Record set below:

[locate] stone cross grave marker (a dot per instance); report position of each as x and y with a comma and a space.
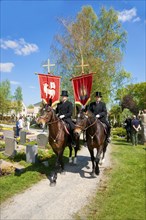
22, 137
10, 146
42, 140
31, 153
8, 133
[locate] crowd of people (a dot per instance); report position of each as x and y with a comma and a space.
136, 128
22, 122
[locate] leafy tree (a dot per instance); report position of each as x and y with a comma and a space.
133, 96
30, 106
99, 40
18, 98
128, 102
5, 97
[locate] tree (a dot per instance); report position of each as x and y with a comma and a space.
99, 40
5, 97
133, 96
18, 98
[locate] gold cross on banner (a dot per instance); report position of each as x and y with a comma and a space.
82, 65
48, 65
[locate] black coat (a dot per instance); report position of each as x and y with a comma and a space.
99, 109
66, 108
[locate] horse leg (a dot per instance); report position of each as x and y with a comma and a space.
60, 160
93, 162
58, 164
103, 155
70, 154
76, 149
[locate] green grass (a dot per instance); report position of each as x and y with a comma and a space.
122, 196
32, 173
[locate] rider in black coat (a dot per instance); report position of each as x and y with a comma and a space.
98, 108
65, 110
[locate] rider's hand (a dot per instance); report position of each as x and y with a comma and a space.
61, 116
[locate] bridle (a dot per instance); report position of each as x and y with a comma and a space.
85, 129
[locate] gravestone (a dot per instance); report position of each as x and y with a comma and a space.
8, 133
14, 129
10, 146
42, 140
31, 153
22, 137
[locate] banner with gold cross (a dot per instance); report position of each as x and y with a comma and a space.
82, 86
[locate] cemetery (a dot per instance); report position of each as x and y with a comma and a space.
29, 149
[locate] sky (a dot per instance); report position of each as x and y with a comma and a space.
28, 29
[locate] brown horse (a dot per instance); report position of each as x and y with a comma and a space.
95, 137
59, 138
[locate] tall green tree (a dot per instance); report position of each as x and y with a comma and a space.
99, 40
133, 93
18, 98
5, 97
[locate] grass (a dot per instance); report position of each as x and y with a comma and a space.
31, 174
122, 196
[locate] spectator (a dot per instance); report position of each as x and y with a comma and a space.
20, 124
128, 128
135, 123
142, 117
28, 122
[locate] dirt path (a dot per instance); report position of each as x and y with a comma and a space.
72, 191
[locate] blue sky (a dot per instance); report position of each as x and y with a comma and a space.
28, 28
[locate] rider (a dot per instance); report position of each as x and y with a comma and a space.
98, 108
64, 110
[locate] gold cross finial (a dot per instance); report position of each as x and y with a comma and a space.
48, 65
82, 65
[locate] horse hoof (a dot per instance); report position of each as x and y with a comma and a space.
93, 175
70, 160
63, 173
75, 161
52, 184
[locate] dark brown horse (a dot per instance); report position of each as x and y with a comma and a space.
95, 137
59, 138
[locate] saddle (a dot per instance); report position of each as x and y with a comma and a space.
66, 127
105, 127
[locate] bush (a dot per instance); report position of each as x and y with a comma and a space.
119, 131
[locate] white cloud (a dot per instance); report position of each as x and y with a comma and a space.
137, 19
32, 87
6, 67
14, 82
20, 47
128, 15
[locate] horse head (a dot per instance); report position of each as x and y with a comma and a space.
46, 114
83, 122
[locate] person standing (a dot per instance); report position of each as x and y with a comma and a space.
135, 123
143, 122
65, 110
98, 108
28, 122
128, 128
20, 124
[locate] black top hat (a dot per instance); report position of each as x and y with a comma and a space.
98, 94
64, 93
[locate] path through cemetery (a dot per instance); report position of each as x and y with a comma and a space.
72, 192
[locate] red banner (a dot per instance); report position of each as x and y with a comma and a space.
49, 88
82, 88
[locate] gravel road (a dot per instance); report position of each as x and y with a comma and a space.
72, 192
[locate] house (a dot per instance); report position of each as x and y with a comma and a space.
36, 108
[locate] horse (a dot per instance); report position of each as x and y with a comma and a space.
95, 137
59, 138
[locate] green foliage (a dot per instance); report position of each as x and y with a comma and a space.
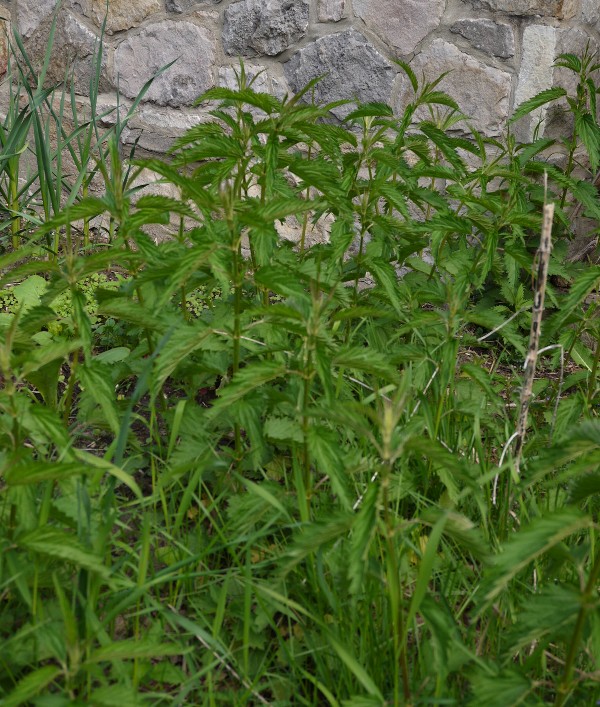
246, 471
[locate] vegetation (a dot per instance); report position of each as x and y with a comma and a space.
239, 470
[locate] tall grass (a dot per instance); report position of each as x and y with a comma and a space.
244, 472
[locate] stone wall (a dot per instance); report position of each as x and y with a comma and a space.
499, 52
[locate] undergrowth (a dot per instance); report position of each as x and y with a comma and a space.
241, 470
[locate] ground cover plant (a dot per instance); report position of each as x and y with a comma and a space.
241, 470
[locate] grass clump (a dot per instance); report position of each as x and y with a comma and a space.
245, 477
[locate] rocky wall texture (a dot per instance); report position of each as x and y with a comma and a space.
498, 52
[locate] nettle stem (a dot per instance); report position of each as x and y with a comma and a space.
536, 326
588, 601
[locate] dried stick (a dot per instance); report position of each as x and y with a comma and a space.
543, 256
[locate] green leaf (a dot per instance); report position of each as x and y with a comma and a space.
248, 379
29, 293
507, 688
589, 133
324, 448
61, 546
283, 429
115, 696
531, 541
31, 685
364, 530
541, 99
36, 472
356, 669
96, 379
134, 649
548, 615
365, 360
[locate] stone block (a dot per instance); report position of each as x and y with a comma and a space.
493, 38
123, 14
352, 66
141, 55
535, 75
264, 82
31, 14
4, 45
259, 27
73, 52
481, 91
402, 24
561, 9
331, 10
590, 12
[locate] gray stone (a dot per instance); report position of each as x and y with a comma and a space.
83, 7
141, 55
331, 10
481, 91
31, 14
403, 24
353, 68
4, 48
123, 14
180, 6
75, 46
535, 75
256, 27
264, 83
562, 9
493, 38
590, 12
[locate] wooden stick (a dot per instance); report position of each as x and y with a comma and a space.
543, 257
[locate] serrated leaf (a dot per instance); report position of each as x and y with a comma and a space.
36, 472
324, 449
364, 530
96, 379
61, 546
356, 669
365, 360
507, 688
248, 379
134, 649
283, 428
539, 100
531, 541
548, 615
31, 685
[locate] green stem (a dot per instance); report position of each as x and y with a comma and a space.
587, 602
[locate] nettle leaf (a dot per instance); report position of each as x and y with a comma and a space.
325, 451
583, 487
529, 543
31, 685
248, 379
364, 530
283, 429
539, 100
134, 649
549, 615
183, 341
588, 132
96, 379
506, 688
60, 546
365, 360
314, 537
36, 472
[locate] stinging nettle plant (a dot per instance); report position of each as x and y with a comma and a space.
272, 483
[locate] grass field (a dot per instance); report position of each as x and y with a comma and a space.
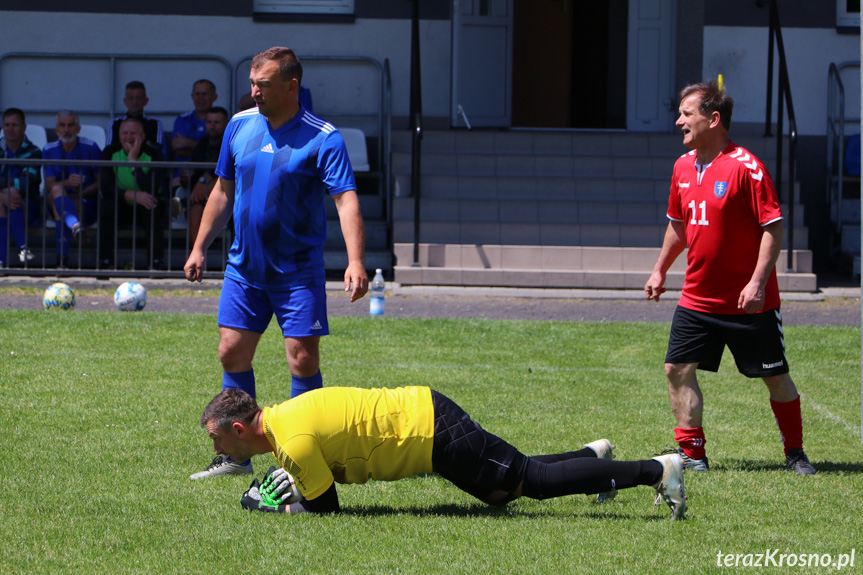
100, 433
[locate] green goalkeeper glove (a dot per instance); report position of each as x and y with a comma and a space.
279, 488
252, 500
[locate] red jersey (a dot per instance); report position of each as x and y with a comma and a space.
724, 207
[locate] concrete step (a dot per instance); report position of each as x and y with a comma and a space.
559, 267
562, 143
547, 234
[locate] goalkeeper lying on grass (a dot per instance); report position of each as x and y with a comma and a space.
348, 435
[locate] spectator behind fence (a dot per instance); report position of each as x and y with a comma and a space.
135, 100
190, 127
17, 183
72, 190
132, 193
207, 150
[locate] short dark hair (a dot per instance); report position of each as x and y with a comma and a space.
219, 110
205, 81
289, 64
713, 99
232, 404
15, 112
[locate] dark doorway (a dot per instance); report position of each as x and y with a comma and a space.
569, 64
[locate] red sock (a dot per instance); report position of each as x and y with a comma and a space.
691, 439
790, 423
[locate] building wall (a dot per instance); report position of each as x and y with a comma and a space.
231, 37
740, 54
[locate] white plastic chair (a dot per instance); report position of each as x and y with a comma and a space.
95, 133
355, 142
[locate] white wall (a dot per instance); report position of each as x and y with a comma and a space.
53, 85
740, 55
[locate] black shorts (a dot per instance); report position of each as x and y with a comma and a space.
756, 341
473, 459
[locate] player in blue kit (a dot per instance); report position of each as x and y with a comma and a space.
277, 164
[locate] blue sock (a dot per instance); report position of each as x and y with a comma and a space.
244, 380
62, 236
300, 385
4, 230
17, 220
66, 208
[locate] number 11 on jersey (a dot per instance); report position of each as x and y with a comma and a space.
703, 207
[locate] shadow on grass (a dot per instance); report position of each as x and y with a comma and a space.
479, 510
821, 466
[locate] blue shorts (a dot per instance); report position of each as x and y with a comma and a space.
301, 312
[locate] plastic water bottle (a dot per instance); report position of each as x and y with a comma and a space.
376, 306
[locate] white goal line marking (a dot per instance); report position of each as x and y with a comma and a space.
826, 412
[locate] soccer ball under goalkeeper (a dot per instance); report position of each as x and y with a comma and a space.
130, 296
59, 296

End of Record set.

Assigned task:
Return, word for word, each line from the line that contains "[locate] soccer ball" to the end of the listing above; include both end lines and nothing else.

Solved problem:
[locate] soccer ball under goalkeeper (a dot per instance); report position of each as x and y with a comma and a space.
130, 296
59, 296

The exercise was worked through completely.